PROBLEM TO WORK ON: Leave out the images and repeat the listing below without a single change.

EXCERPTED RECORDS:
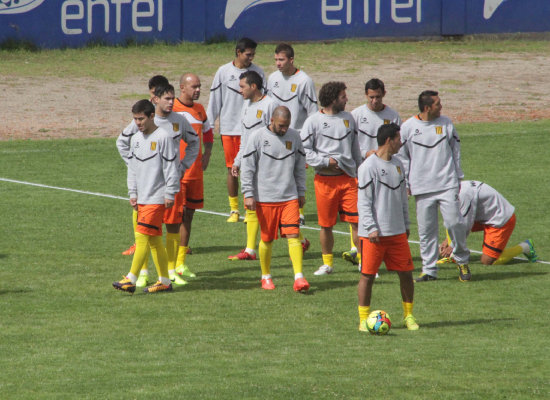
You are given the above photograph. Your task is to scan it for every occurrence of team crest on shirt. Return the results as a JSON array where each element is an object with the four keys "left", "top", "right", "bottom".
[
  {"left": 343, "top": 120, "right": 349, "bottom": 128},
  {"left": 256, "top": 110, "right": 263, "bottom": 119},
  {"left": 396, "top": 166, "right": 401, "bottom": 174},
  {"left": 290, "top": 84, "right": 297, "bottom": 93},
  {"left": 172, "top": 123, "right": 179, "bottom": 132},
  {"left": 150, "top": 142, "right": 157, "bottom": 151},
  {"left": 384, "top": 119, "right": 390, "bottom": 124},
  {"left": 285, "top": 141, "right": 292, "bottom": 150},
  {"left": 435, "top": 126, "right": 443, "bottom": 134}
]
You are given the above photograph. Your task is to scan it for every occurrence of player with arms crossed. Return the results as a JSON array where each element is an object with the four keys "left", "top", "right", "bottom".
[
  {"left": 172, "top": 73, "right": 214, "bottom": 278},
  {"left": 301, "top": 81, "right": 363, "bottom": 276},
  {"left": 207, "top": 37, "right": 265, "bottom": 223},
  {"left": 228, "top": 70, "right": 275, "bottom": 261},
  {"left": 357, "top": 123, "right": 419, "bottom": 331},
  {"left": 240, "top": 106, "right": 310, "bottom": 292},
  {"left": 267, "top": 43, "right": 318, "bottom": 228},
  {"left": 397, "top": 90, "right": 470, "bottom": 282},
  {"left": 438, "top": 180, "right": 537, "bottom": 267},
  {"left": 113, "top": 100, "right": 180, "bottom": 294},
  {"left": 345, "top": 78, "right": 402, "bottom": 266}
]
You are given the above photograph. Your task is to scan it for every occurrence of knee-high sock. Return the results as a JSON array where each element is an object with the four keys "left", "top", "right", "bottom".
[
  {"left": 349, "top": 224, "right": 356, "bottom": 250},
  {"left": 493, "top": 245, "right": 523, "bottom": 265},
  {"left": 259, "top": 240, "right": 273, "bottom": 276},
  {"left": 130, "top": 232, "right": 150, "bottom": 277},
  {"left": 149, "top": 235, "right": 169, "bottom": 279},
  {"left": 165, "top": 232, "right": 180, "bottom": 271},
  {"left": 288, "top": 238, "right": 303, "bottom": 276},
  {"left": 132, "top": 209, "right": 138, "bottom": 231},
  {"left": 176, "top": 245, "right": 188, "bottom": 267},
  {"left": 245, "top": 210, "right": 259, "bottom": 251},
  {"left": 229, "top": 196, "right": 239, "bottom": 212}
]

RESULT OF THIS TASK:
You are given the above photograph. Your task is to scan it for every occurrence of team crest on shirt. Return the results as a JSON array where each element is an object with the four keys "left", "top", "right", "bottom".
[
  {"left": 343, "top": 120, "right": 349, "bottom": 128},
  {"left": 256, "top": 110, "right": 263, "bottom": 119},
  {"left": 396, "top": 166, "right": 401, "bottom": 174},
  {"left": 290, "top": 84, "right": 297, "bottom": 93},
  {"left": 172, "top": 123, "right": 179, "bottom": 132},
  {"left": 150, "top": 142, "right": 157, "bottom": 151},
  {"left": 384, "top": 119, "right": 390, "bottom": 124},
  {"left": 285, "top": 141, "right": 292, "bottom": 150},
  {"left": 435, "top": 126, "right": 443, "bottom": 134}
]
You are given the above photograph. Your task is to scan it for every occurrence of player with arms crossed. Return the results as a JSON array where each element is an object with the four keys "left", "top", "right", "bottom".
[
  {"left": 172, "top": 73, "right": 214, "bottom": 278},
  {"left": 301, "top": 81, "right": 363, "bottom": 276},
  {"left": 207, "top": 37, "right": 265, "bottom": 223},
  {"left": 228, "top": 70, "right": 275, "bottom": 261},
  {"left": 357, "top": 123, "right": 419, "bottom": 331},
  {"left": 240, "top": 106, "right": 310, "bottom": 292},
  {"left": 267, "top": 43, "right": 318, "bottom": 228},
  {"left": 397, "top": 90, "right": 470, "bottom": 282},
  {"left": 438, "top": 180, "right": 537, "bottom": 267},
  {"left": 113, "top": 100, "right": 180, "bottom": 294},
  {"left": 345, "top": 78, "right": 402, "bottom": 266}
]
You are given the above photograph. Your task is to scan it for every occurrence of knee-high sock. Return the results as a JSON array where each element is an object with the four keys "left", "top", "right", "bottom".
[
  {"left": 349, "top": 224, "right": 356, "bottom": 250},
  {"left": 493, "top": 245, "right": 523, "bottom": 265},
  {"left": 259, "top": 240, "right": 273, "bottom": 276},
  {"left": 130, "top": 232, "right": 150, "bottom": 277},
  {"left": 149, "top": 235, "right": 169, "bottom": 279},
  {"left": 165, "top": 232, "right": 180, "bottom": 271},
  {"left": 288, "top": 238, "right": 303, "bottom": 276},
  {"left": 132, "top": 209, "right": 138, "bottom": 231},
  {"left": 176, "top": 245, "right": 188, "bottom": 267},
  {"left": 245, "top": 210, "right": 259, "bottom": 251},
  {"left": 229, "top": 196, "right": 239, "bottom": 212}
]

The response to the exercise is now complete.